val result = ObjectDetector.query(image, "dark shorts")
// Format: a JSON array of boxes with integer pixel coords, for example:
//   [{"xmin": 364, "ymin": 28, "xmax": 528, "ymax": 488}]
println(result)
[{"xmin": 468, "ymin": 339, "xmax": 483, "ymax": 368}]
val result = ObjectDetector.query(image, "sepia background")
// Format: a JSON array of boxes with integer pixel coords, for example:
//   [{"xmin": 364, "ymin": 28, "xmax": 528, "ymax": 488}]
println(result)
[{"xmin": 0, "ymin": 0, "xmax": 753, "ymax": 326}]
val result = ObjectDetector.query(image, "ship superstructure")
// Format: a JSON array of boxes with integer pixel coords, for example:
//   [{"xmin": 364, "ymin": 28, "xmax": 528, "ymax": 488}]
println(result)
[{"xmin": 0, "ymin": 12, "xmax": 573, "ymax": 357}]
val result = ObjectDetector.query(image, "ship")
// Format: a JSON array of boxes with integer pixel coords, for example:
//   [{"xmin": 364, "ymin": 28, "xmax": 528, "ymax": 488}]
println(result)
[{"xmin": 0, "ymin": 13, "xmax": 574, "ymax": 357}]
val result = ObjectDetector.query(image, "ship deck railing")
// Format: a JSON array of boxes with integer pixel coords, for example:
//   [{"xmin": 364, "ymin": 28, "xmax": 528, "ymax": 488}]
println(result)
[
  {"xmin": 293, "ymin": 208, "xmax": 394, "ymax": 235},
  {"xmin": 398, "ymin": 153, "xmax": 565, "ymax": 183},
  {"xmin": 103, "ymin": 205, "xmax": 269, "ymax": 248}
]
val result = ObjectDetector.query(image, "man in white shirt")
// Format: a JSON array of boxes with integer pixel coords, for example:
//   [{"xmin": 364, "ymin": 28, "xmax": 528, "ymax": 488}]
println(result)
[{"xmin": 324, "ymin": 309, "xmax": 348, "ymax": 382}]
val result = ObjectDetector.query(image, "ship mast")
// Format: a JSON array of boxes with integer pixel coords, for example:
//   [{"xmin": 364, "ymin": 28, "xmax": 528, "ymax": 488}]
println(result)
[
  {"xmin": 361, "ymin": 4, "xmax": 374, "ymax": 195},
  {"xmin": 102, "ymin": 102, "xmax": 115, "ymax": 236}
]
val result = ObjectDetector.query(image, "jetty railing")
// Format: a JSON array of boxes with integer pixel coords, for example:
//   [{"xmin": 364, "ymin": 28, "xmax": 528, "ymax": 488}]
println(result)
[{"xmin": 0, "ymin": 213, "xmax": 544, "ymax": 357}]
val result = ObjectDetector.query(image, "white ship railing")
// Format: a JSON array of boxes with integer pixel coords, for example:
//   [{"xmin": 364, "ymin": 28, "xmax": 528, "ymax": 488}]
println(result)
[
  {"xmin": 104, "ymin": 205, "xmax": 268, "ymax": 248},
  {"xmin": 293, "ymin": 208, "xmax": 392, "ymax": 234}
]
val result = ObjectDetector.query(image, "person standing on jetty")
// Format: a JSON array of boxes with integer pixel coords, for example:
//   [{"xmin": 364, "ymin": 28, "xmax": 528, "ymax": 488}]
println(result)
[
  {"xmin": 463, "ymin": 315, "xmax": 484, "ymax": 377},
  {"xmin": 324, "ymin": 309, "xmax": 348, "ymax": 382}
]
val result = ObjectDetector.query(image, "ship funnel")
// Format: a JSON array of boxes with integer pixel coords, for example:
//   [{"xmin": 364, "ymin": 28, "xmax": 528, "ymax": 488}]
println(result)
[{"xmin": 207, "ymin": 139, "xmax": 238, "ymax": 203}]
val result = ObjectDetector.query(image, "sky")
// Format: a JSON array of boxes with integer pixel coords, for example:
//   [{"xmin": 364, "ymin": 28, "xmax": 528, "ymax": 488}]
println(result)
- - - - -
#### [Problem]
Pick out every line of the listing above that contains the string "railing", treating uppercase and lowercase as different, and copy each of those lines.

#### [Worked solution]
val result = ObjectDetector.query(image, "ship deck railing")
val result = ObjectDetector.query(image, "jetty railing")
val result = ObjectDetector.query(image, "white ship railing")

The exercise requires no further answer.